### Selected extract
^^^^^^^^^^^^^^^^

I'm a beginner, and I have the following code below.
from sklearn.naive_bayes import GaussianNB
from sklearn.decomposition import PCA
pca = PCA()
model = GaussianNB()
steps = [('pca', pca), ('model', model)]
pipeline = Pipeline(steps)
cv = StratifiedShuffleSplit(n_splits=5, test_size=0.2, random_state=42)
modelwithpca = GridSearchCV(pipeline, param_grid= ,cv=cv)
modelwithpca.fit(X_train,y_train)
This is a local testing, what I'm trying to accomplish is,
i. Perform PCA on the dataset
ii. Use Gaussian Naive Bayes with only the default parameters
iii. Use StratifiedShuffleSplit
So in the end I want the above steps to be carried over to another function that dumps the classifier, the dataset and the feature list to test for performance.
dump_classifier_and_data(modelwithpca, dataset, features)

^^^^^^^^^^^^^^^^

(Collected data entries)
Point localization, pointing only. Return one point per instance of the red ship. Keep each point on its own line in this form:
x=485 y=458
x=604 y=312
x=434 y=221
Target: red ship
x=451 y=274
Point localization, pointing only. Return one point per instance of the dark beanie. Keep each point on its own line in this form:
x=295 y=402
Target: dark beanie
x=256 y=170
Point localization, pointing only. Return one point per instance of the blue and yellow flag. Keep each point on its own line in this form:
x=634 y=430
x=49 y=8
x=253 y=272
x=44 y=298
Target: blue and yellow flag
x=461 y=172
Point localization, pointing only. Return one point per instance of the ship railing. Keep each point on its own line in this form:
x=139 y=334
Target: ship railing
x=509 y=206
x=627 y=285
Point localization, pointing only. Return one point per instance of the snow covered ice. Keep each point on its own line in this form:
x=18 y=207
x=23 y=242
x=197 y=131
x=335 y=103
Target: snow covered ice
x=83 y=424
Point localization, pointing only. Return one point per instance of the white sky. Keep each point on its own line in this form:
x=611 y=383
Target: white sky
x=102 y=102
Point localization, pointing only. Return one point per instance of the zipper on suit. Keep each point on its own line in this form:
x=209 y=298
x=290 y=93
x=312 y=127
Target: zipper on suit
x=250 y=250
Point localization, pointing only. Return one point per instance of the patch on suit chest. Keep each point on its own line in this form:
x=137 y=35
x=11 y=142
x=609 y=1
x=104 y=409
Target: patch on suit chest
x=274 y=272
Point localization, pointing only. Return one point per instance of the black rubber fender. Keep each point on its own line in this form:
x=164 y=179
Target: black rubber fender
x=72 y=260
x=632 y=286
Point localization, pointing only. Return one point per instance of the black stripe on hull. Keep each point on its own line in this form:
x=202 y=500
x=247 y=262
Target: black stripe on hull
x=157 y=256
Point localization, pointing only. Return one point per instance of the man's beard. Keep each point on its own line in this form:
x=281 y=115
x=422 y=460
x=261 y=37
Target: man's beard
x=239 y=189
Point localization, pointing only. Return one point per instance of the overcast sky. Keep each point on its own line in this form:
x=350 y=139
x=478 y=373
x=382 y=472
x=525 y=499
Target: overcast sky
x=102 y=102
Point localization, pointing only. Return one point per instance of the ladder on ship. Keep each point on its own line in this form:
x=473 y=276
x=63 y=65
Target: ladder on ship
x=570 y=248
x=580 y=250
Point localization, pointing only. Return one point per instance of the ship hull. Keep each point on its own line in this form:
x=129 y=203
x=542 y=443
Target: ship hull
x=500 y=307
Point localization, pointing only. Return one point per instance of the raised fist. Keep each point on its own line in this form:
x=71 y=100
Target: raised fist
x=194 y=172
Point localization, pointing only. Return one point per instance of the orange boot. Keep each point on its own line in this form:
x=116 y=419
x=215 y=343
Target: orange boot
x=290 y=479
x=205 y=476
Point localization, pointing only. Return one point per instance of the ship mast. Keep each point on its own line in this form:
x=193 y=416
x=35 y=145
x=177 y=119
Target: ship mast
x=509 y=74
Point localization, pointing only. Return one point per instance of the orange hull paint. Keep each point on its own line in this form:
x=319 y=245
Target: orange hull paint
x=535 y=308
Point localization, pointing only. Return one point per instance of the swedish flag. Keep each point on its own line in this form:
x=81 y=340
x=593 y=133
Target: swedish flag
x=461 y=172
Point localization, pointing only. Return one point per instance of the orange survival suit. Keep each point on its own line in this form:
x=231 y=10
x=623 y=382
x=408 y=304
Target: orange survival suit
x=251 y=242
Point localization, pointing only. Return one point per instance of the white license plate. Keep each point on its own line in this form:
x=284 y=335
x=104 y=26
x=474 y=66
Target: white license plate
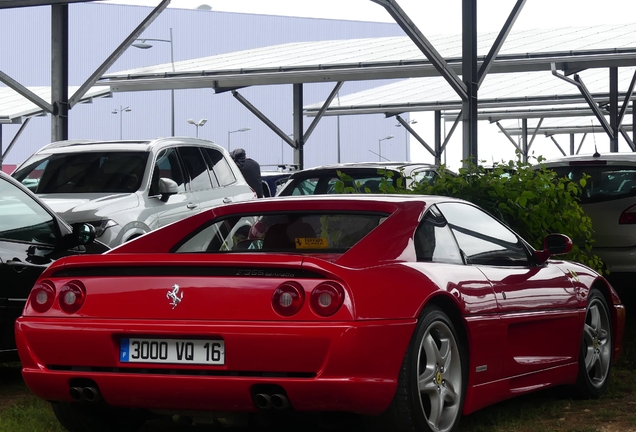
x=182 y=351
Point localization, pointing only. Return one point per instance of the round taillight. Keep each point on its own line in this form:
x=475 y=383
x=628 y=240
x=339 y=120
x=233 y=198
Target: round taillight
x=71 y=297
x=327 y=298
x=42 y=296
x=288 y=298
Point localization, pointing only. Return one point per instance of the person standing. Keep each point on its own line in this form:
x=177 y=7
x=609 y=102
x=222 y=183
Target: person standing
x=250 y=169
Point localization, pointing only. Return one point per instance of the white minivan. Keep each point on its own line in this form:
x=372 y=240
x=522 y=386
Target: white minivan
x=128 y=188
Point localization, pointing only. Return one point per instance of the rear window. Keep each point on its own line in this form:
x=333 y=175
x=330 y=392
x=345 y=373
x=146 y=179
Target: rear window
x=92 y=172
x=606 y=182
x=294 y=232
x=368 y=181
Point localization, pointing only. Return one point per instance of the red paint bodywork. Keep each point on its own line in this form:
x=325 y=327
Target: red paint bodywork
x=522 y=326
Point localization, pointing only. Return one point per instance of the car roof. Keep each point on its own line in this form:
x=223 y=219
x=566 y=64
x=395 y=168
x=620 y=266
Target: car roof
x=73 y=146
x=366 y=165
x=597 y=158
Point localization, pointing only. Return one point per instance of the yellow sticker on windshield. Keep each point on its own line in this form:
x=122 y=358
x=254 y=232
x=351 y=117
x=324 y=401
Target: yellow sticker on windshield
x=311 y=243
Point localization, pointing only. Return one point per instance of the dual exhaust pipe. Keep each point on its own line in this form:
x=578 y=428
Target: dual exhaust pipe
x=85 y=394
x=266 y=401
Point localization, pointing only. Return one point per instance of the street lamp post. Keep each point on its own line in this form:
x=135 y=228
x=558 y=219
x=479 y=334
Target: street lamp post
x=143 y=45
x=198 y=124
x=406 y=138
x=120 y=111
x=380 y=146
x=231 y=132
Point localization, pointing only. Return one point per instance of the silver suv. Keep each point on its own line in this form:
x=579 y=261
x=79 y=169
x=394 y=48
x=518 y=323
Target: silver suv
x=609 y=198
x=128 y=188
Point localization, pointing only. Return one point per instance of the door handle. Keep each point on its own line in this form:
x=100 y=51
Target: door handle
x=19 y=266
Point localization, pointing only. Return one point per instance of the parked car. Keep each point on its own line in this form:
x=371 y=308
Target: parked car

^^^^^^^^^^^^^^^^

### Exercise goal
For each statement below, say whether the post about combining PCA with Gaussian Naive Bayes agrees with it, giving yes or no and quoting the deciding words: (a) The writer wants Gaussian Naive Bayes run with only its default parameters. (b) The code sets StratifiedShuffleSplit to make ten splits. (c) The writer calls this setup local testing.

### Response
(a) Yes: "Use Gaussian Naive Bayes with only the default parameters"
(b) No: "n_splits=5"
(c) Yes: "This is a local testing"